BEGIN

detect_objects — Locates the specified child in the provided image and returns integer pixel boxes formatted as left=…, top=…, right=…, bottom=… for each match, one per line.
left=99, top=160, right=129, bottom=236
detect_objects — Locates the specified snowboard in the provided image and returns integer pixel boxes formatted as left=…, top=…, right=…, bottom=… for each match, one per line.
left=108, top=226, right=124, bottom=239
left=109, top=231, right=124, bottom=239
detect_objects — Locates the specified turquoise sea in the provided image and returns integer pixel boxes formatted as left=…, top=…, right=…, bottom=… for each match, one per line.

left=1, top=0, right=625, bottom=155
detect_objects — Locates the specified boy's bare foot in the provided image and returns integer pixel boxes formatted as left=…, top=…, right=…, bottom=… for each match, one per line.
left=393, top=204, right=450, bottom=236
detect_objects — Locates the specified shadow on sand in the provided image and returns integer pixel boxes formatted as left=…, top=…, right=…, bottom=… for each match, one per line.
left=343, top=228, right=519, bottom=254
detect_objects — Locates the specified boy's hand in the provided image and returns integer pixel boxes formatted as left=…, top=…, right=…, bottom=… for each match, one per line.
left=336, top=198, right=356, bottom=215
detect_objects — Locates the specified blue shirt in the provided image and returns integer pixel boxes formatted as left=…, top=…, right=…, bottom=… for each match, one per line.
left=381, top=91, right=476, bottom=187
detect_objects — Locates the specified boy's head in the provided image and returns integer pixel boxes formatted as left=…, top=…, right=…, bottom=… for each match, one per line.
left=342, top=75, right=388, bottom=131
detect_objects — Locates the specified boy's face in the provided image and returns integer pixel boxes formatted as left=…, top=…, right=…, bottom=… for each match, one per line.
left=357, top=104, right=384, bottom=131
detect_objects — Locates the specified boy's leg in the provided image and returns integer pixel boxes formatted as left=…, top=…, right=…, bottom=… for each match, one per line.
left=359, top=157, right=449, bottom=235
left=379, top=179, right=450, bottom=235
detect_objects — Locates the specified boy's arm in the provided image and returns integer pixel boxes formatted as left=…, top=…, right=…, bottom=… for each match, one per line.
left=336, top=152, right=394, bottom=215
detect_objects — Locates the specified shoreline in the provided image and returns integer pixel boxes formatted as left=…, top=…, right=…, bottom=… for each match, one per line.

END

## What to do
Exact repetition of every entry in the data is required.

## Task output
detect_objects — Locates the specified child in the provided image and returns integer pixel boxes formatted as left=…, top=…, right=…, bottom=… for each match, one per line.
left=99, top=160, right=129, bottom=236
detect_objects — Locates the specified snowboard in the provided image and returns integer pixel boxes formatted as left=…, top=…, right=…, bottom=… for each match, one per line.
left=108, top=226, right=124, bottom=239
left=109, top=231, right=124, bottom=239
detect_objects — Locates the specified turquoise sea in the provided image and returns integer pixel boxes formatted as left=…, top=…, right=…, bottom=… for each match, one per line.

left=1, top=0, right=625, bottom=155
detect_objects — Locates the specified boy's bare foot in the provided image and returns integer pixel boxes formatted as left=…, top=…, right=…, bottom=… for each match, one per line.
left=393, top=204, right=450, bottom=236
detect_objects — Locates the specified shadow on sand in the provided image and returns integer pixel boxes formatted as left=…, top=…, right=…, bottom=… for each match, one per line.
left=343, top=228, right=519, bottom=254
detect_objects — Locates the specified boy's hand in the provided image and returns integer pixel boxes formatted as left=…, top=…, right=…, bottom=… for each match, one per line.
left=336, top=198, right=356, bottom=215
detect_objects — Locates the specified blue shirt in the provided image and returns integer pixel boxes formatted as left=…, top=…, right=…, bottom=… for each match, one per line.
left=381, top=91, right=476, bottom=187
detect_objects — Locates the specified boy's head in the provided image and returns integer pixel boxes formatted as left=…, top=…, right=…, bottom=… for each match, one per line.
left=342, top=75, right=388, bottom=131
detect_objects — Locates the specified boy's face in the provided image and returns integer pixel boxes formatted as left=…, top=…, right=…, bottom=… for each match, one per line.
left=357, top=104, right=384, bottom=131
detect_objects — Locates the specified boy's leg in the provided image and returns integer pixel boxes formatted as left=…, top=…, right=…, bottom=… for each match, one per line.
left=359, top=157, right=449, bottom=235
left=379, top=179, right=450, bottom=235
detect_objects — Locates the specified boy's arm in the provided image and returns integer pixel boxes formatted as left=…, top=…, right=…, bottom=… for each match, one per line.
left=336, top=152, right=394, bottom=215
detect_objects — Locates the specified shoreline in the provided image and returns integer pixel boxes formatted as left=…, top=…, right=…, bottom=… for each match, one per line.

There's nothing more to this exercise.